:: EXCERPTED RECORDS ::

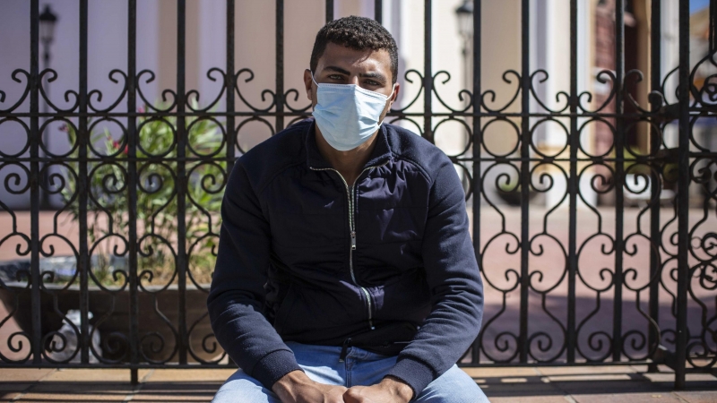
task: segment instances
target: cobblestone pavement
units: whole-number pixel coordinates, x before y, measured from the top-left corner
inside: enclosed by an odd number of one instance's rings
[[[717,401],[717,378],[711,374],[688,374],[687,388],[673,390],[671,373],[645,373],[646,367],[638,365],[465,371],[494,403]],[[231,370],[143,370],[140,384],[133,386],[127,370],[0,369],[0,401],[210,401],[230,373]]]

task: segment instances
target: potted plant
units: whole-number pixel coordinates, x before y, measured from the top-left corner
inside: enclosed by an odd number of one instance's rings
[[[143,112],[143,110],[140,110]],[[212,330],[206,315],[206,293],[212,279],[218,230],[220,206],[226,172],[226,142],[220,124],[211,118],[187,116],[186,193],[184,211],[177,196],[176,172],[179,164],[174,133],[177,119],[172,116],[141,116],[137,118],[137,275],[140,304],[139,336],[142,356],[150,362],[177,360],[174,352],[178,329],[177,217],[184,213],[186,220],[186,327],[189,347],[195,358],[211,360],[221,352],[207,346]],[[90,127],[96,125],[90,124]],[[70,144],[76,143],[76,133],[70,125],[64,127]],[[127,360],[128,344],[120,335],[129,330],[129,268],[128,240],[129,193],[125,167],[128,158],[126,139],[115,139],[105,129],[91,133],[95,150],[107,157],[91,155],[87,162],[88,203],[87,240],[91,253],[89,283],[91,323],[100,332],[102,356],[108,360]],[[65,162],[65,184],[61,194],[65,210],[76,222],[81,211],[78,202],[79,153],[74,150]],[[72,172],[70,172],[72,171]],[[57,258],[55,258],[57,259]],[[74,256],[65,257],[74,263]],[[47,266],[47,265],[46,265]],[[61,273],[44,270],[42,294],[43,333],[56,330],[63,324],[63,314],[79,309],[79,273],[71,270]],[[56,273],[56,271],[57,271]],[[65,271],[67,271],[65,267]],[[20,279],[17,279],[18,280]],[[4,291],[8,294],[9,291]],[[13,287],[14,296],[3,299],[18,308],[15,317],[24,330],[31,329],[28,282]],[[49,330],[49,331],[48,331]],[[191,332],[190,332],[191,330]],[[46,338],[48,340],[52,338]],[[119,346],[119,347],[117,347]],[[45,347],[52,349],[46,341]],[[55,347],[55,348],[59,348]],[[192,354],[189,355],[190,360]]]

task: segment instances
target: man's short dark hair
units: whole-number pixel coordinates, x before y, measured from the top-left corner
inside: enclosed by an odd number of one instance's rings
[[[398,79],[398,47],[391,33],[381,24],[370,18],[344,17],[334,20],[324,25],[316,34],[314,41],[314,50],[311,51],[309,67],[312,72],[316,71],[319,58],[326,50],[326,45],[335,43],[350,47],[355,50],[380,50],[388,51],[391,57],[392,83]]]

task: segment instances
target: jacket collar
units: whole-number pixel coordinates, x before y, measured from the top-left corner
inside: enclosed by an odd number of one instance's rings
[[[307,146],[307,163],[310,168],[322,169],[332,168],[333,167],[326,161],[319,152],[318,145],[316,144],[315,137],[315,125],[316,123],[313,118],[311,124],[309,124],[306,134],[306,146]],[[391,159],[392,153],[391,148],[388,144],[388,135],[386,133],[385,124],[381,124],[378,128],[378,134],[376,138],[376,146],[371,151],[371,157],[364,165],[364,168],[375,167],[386,163]]]

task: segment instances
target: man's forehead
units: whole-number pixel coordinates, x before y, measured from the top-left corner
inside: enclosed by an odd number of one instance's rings
[[[335,43],[328,43],[324,54],[318,59],[318,68],[327,66],[350,68],[358,67],[368,70],[391,72],[391,56],[385,49],[356,50]]]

:::

- _WORK REQUIRED_: Please transcribe the material above exactly as written. Leave the pictures out.

- _FULL RESPONSE_:
task: segment instances
target: cobblestone pavement
units: whole-number pixel coordinates, x before y, measured from the top-left corner
inside: enclosed by an odd number of one instance's rings
[[[717,401],[717,378],[711,374],[688,374],[687,388],[673,390],[671,373],[645,373],[646,367],[638,365],[465,371],[494,403]],[[231,370],[143,370],[140,384],[133,386],[127,370],[0,369],[0,401],[210,401],[230,373]]]

task: segment instances
target: potted plant
units: whole-number pixel coordinates, x before y, measured from the top-left corner
inside: enclosed by an odd number of one instance's rings
[[[143,112],[143,110],[140,110]],[[212,330],[206,315],[206,293],[212,279],[218,230],[220,206],[226,172],[226,142],[220,124],[211,118],[187,116],[186,193],[184,211],[177,196],[176,172],[179,164],[174,133],[177,119],[172,116],[141,116],[137,118],[137,275],[140,304],[139,336],[142,356],[150,362],[177,360],[174,352],[178,329],[177,217],[184,213],[186,220],[186,327],[189,347],[195,358],[211,360],[221,352],[207,346]],[[90,127],[96,125],[90,124]],[[70,144],[76,143],[76,133],[70,125],[64,127]],[[127,360],[128,344],[120,335],[129,330],[129,268],[128,240],[129,193],[125,167],[128,158],[126,139],[115,139],[105,129],[91,133],[95,150],[107,157],[91,155],[87,162],[88,203],[87,240],[91,253],[89,283],[91,323],[100,332],[102,356],[108,360]],[[65,162],[65,184],[61,194],[65,210],[76,222],[81,211],[78,202],[79,153],[74,150]],[[72,172],[70,172],[72,171]],[[57,258],[55,258],[57,259]],[[74,256],[65,257],[74,263]],[[47,266],[47,265],[46,265]],[[61,273],[44,270],[42,294],[43,333],[56,330],[63,324],[63,314],[79,309],[79,273],[71,270]],[[56,273],[56,271],[57,271]],[[65,271],[67,271],[65,267]],[[20,279],[17,279],[18,280]],[[4,291],[8,294],[9,291]],[[13,287],[14,296],[3,299],[18,308],[15,317],[24,330],[31,329],[28,282]],[[49,330],[49,331],[48,331]],[[191,332],[190,332],[191,330]],[[46,338],[48,340],[52,338]],[[119,346],[119,347],[117,347]],[[45,347],[52,349],[46,341]],[[55,347],[55,348],[59,348]],[[192,354],[189,355],[190,360]]]

task: segment instances
target: man's short dark hair
units: whole-number pixel coordinates, x before y, measured from the top-left corner
inside: enclosed by an odd number of one instance's rings
[[[398,79],[398,47],[391,33],[381,24],[370,18],[344,17],[334,20],[324,25],[316,34],[314,41],[314,50],[311,51],[309,67],[312,72],[316,71],[319,58],[326,50],[326,45],[335,43],[350,47],[355,50],[380,50],[388,51],[391,57],[392,83]]]

task: segment instances
target: jacket collar
units: whole-number pixel coordinates, x before y, measured from the top-left corner
inside: enclosed by an odd number of one instance's rings
[[[307,146],[307,163],[310,168],[322,169],[332,168],[333,167],[326,161],[319,152],[318,145],[316,144],[315,137],[315,125],[316,123],[313,118],[311,124],[309,124],[306,134],[306,146]],[[391,159],[392,153],[391,148],[388,144],[388,135],[386,133],[385,124],[381,124],[378,128],[378,134],[376,138],[376,146],[371,151],[371,157],[364,165],[364,168],[375,167],[386,163]]]

task: segment instances
target: man's forehead
units: whole-number pixel coordinates, x before y, measured from the top-left corner
inside: enclosed by an odd number of one instance's rings
[[[335,43],[328,43],[324,54],[318,59],[318,68],[327,66],[350,68],[358,67],[368,70],[391,72],[391,56],[385,49],[356,50]]]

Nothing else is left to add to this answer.